(Exercise text)

A man living with Parkinson's Disease has released a YouTube video demonstrating the relief he gets from using cannabis.
an Frizell said the prescription medication he was given makes him feel unwell and turned to cannabis to provide relief.
He explains that he underwent deep brain stimulation (DBS) surgery earlier this year and now has a medical device implant that helps mask the symptoms of Parkinson’s.
Ian then switches the DBS device off to demonstrate the severity of his tremors.
Ian said: "I have early onset Parkinson’s Disease for which I have had deep brain stimulation surgery, which does a fair job of masking my symptoms.
"But for the purpose of this video I have switched my DBS off, so what you are seeing here is my Parkinson’s tremor with absolutely no medication whatsoever."
While shaking from severe tremors, Ian tells viewers he will use marijuana to self medicate.

(End Exercise text)
(Given records)

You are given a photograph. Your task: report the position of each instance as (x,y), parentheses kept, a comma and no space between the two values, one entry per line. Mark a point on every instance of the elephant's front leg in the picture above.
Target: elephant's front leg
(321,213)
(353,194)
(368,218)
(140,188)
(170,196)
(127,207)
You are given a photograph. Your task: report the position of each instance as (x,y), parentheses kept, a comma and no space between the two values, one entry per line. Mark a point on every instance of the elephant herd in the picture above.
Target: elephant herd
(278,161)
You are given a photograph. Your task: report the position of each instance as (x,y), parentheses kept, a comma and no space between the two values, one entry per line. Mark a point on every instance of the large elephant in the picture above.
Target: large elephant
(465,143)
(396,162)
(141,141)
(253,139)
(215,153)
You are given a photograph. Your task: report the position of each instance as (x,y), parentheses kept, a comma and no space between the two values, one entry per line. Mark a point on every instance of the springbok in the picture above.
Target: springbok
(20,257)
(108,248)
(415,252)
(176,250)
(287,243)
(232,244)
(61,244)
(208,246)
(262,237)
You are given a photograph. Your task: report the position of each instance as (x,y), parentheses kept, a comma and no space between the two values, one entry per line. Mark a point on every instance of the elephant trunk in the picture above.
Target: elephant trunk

(End Given records)

__Instructions for the task__: Say whether each statement agrees with the text about Parkinson's and cannabis, answering yes or no and quoting the deciding words. 1. The deep brain stimulation surgery took place earlier this year. 2. The DBS device stays switched on during the video. 3. Ian says the surgery does a fair job of masking his symptoms.

__Output__:
1. Yes: "underwent deep brain stimulation (DBS) surgery earlier this year"
2. No: "for the purpose of this video I have switched my DBS off"
3. Yes: "which does a fair job of masking my symptoms"